*YOUR TASK:* Update everything from the line containing "mountain ridge |" down to the end of the listing, changing "top-left" to "upper-left" and leaving all else as it is.

*EXTRACTED ENTRIES:*
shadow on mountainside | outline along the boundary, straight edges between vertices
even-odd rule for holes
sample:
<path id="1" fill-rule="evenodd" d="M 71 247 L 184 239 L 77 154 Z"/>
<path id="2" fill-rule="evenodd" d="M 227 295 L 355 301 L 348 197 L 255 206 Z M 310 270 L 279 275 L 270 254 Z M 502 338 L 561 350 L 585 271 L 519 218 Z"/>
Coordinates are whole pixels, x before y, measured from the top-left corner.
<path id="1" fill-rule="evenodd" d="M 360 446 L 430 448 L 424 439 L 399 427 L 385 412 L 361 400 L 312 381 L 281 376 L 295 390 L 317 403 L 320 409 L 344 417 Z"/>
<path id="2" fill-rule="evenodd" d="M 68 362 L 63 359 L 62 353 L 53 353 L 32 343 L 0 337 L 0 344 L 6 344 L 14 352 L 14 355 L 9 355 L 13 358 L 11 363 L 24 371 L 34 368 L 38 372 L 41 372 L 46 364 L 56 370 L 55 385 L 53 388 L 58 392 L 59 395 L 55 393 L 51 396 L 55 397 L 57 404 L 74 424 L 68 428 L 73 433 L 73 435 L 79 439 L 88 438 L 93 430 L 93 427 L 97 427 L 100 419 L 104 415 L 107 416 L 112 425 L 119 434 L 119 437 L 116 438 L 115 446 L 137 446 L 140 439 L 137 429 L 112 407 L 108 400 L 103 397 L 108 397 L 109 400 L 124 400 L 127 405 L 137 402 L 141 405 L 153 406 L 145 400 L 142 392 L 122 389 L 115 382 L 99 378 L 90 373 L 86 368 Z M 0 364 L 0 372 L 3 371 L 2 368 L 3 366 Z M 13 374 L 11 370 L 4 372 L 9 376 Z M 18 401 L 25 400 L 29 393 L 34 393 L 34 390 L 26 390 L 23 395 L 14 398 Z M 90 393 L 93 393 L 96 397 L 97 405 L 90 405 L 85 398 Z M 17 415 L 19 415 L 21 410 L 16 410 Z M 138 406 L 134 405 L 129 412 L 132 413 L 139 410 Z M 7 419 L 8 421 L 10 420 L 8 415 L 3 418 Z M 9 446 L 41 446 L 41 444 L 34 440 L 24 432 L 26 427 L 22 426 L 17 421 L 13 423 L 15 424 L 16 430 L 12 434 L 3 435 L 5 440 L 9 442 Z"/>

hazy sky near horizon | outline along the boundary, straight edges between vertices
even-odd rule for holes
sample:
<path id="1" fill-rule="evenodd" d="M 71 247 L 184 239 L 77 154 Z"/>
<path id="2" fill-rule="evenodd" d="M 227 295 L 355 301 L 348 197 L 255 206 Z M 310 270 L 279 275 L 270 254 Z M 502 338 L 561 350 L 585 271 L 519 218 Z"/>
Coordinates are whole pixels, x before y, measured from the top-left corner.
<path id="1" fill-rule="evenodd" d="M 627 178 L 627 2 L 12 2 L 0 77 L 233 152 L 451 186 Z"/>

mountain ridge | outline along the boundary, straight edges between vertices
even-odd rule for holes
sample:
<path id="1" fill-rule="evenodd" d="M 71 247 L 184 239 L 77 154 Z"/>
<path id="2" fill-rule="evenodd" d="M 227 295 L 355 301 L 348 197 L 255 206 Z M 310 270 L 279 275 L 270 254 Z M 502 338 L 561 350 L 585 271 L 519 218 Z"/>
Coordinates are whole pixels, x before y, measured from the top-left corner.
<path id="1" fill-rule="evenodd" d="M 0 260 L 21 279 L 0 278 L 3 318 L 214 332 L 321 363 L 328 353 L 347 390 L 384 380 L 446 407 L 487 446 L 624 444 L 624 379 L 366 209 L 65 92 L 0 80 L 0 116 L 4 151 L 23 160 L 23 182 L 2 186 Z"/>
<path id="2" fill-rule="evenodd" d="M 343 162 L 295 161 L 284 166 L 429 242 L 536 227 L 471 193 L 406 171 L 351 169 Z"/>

*IN RESPONSE:*
mountain ridge | outline along the boundary, straight edges between vertices
even-odd rule for holes
sample:
<path id="1" fill-rule="evenodd" d="M 71 247 L 184 239 L 77 154 Z"/>
<path id="2" fill-rule="evenodd" d="M 227 295 L 355 301 L 348 197 L 255 206 Z M 310 270 L 279 275 L 270 254 Z M 502 338 L 561 350 L 585 271 L 519 218 Z"/>
Coordinates are whole pixels, x before y, measured from the upper-left corner.
<path id="1" fill-rule="evenodd" d="M 0 260 L 21 279 L 0 278 L 3 318 L 214 332 L 321 363 L 328 353 L 347 390 L 384 380 L 446 407 L 487 446 L 624 444 L 624 379 L 366 209 L 65 92 L 0 80 L 0 116 L 4 151 L 23 160 L 23 182 L 2 186 Z"/>
<path id="2" fill-rule="evenodd" d="M 343 162 L 295 161 L 284 166 L 429 242 L 536 227 L 471 193 L 406 171 L 351 169 Z"/>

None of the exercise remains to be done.